## START Exercise data
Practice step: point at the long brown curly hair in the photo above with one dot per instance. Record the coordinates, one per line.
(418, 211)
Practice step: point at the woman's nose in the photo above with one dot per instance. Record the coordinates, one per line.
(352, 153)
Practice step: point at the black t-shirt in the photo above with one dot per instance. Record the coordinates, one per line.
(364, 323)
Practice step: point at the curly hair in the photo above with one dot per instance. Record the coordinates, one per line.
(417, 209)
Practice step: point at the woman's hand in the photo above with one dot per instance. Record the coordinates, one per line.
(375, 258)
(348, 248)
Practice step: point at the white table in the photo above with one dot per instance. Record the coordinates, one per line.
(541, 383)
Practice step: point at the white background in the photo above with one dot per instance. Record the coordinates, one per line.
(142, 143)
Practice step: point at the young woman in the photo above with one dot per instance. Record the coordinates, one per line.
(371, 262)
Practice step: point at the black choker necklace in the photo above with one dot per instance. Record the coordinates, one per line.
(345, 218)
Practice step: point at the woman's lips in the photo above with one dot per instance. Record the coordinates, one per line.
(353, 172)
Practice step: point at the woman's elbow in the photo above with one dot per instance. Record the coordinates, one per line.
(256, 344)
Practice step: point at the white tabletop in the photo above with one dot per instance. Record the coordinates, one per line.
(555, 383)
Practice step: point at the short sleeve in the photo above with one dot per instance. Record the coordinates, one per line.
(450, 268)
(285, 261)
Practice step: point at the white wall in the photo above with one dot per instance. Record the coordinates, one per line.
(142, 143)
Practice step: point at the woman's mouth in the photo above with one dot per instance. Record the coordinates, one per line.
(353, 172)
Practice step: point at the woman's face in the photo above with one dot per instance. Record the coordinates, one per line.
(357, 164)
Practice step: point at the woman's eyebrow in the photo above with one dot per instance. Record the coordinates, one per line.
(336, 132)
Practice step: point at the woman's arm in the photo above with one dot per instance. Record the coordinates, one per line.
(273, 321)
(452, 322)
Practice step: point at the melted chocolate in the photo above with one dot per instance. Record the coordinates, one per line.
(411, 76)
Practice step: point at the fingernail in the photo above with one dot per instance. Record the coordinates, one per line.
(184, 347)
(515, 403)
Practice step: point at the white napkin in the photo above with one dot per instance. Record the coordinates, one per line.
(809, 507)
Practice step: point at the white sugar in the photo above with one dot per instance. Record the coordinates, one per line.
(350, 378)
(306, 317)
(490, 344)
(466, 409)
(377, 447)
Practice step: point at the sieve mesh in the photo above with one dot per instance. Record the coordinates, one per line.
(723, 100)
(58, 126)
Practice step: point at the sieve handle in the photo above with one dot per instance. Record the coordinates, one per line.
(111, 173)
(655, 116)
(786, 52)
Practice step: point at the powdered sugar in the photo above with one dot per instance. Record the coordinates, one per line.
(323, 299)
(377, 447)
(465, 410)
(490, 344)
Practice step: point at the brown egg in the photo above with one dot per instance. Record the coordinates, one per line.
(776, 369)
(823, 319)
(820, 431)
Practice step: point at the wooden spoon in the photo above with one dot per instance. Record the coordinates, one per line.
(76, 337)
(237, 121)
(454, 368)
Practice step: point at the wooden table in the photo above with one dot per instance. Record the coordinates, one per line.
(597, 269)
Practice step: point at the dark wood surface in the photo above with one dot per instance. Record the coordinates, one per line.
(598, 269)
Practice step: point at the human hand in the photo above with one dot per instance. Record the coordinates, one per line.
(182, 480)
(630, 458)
## END Exercise data
▶ **What to do**
Extract, word for word, each line of the listing above.

▶ **Solution to this exercise**
Practice step: point at the long brown curly hair in the photo above with one dot per instance. Record the coordinates, one per line.
(418, 211)
Practice step: point at the woman's nose in the photo above with one dot per instance. Record the coordinates, one per line.
(352, 153)
Practice step: point at the black t-shirt in the photo above with one dot per instance. Record the coordinates, one per line.
(364, 323)
Practice step: point at the curly hair in the photo above with one dot per instance. Record the coordinates, one per line.
(417, 209)
Practice step: point at the woman's hand in the photo above with one dot per instance. Record the coordinates, one per line.
(375, 258)
(348, 248)
Practice step: point at the white table in the photo above with one dot per instance. Record the coordinates, one per line.
(541, 383)
Practice step: point at the white background in the photo above with one dot per instance. Record the coordinates, one per line.
(142, 143)
Practice step: point at the young woman in the photo above with one dot per instance. Record the coordinates, one per line.
(371, 262)
Practice step: point at the black choker necklace in the photo above with one dot per instance. Record the coordinates, one per line.
(345, 218)
Practice step: point at the woman's lips in the photo above with one dot per instance. Record the coordinates, one per line.
(353, 172)
Practice step: point at the woman's elbow in the photo above with one dot per instance. Record the coordinates, one per line.
(256, 344)
Practice step: point at the white tabletop in the photo above with one dot per instance. Record the coordinates, one per line.
(555, 383)
Practice step: point at the short sleeve in the photo above with one dot per instance. Record the coordinates, one per line.
(450, 268)
(285, 261)
Practice step: point at the white wall in the photo above with one dot per instance. Record the coordinates, one per line.
(142, 143)
Practice step: point at the woman's mouth in the photo above with one dot per instance. Record the coordinates, one per line.
(353, 172)
Practice step: point at the woman's face in the photo above with one dot per instance. Record the coordinates, one per line.
(357, 164)
Practice step: point at the woman's eyebrow in the photo above with one dot per instance. Record the coordinates, one per line.
(336, 132)
Practice step: point at the woman's arm in the photo above with one dot per instance. Record the coordinates, one per line.
(273, 321)
(452, 322)
Practice step: point at the melted chocolate in the photo above with one dot per instance. Record the coordinates, one per line.
(411, 76)
Practice step: point at the fingernail in the photo above with one dot per instance. Record the coordinates, one per line.
(184, 347)
(515, 403)
Practice step: point at the white napkin in the photo above with one dot per instance. Record the coordinates, one per line.
(809, 507)
Practice step: point at the white sugar in the photo above with one dot per instance. Record the coordinates, one per line.
(350, 378)
(306, 317)
(490, 344)
(466, 409)
(377, 447)
Practice step: point at the sieve mesh in the photo above with one dot per instance. Record the coordinates, one per line.
(723, 100)
(58, 126)
Practice step: point at the sieve handle in the photo above with one dot per instance. Record the coordinates, one per line.
(111, 173)
(655, 116)
(786, 52)
Practice step: point at the powdered sugar in the photo above with one dot per instance. Record the coordinates, one per line.
(323, 299)
(377, 447)
(465, 410)
(490, 344)
Practice step: point at the brown egg in the photo above with one dot per instance. Record the coordinates, one per line.
(776, 369)
(823, 319)
(820, 431)
Practice step: point at the wooden spoon in the photo above with one dot per instance. Record the coordinates, one per line.
(76, 337)
(237, 121)
(454, 368)
Practice step: point at the wooden table in the photo above with one dot per instance. Record the coordinates, one per line.
(597, 269)
Practice step: point at the dark wood surface in the photo above with one dot per instance. Record the coordinates, one per line.
(598, 269)
Practice step: point at the human hand in the photo above with one dot per instance. Record the coordinates, one per line.
(182, 480)
(630, 458)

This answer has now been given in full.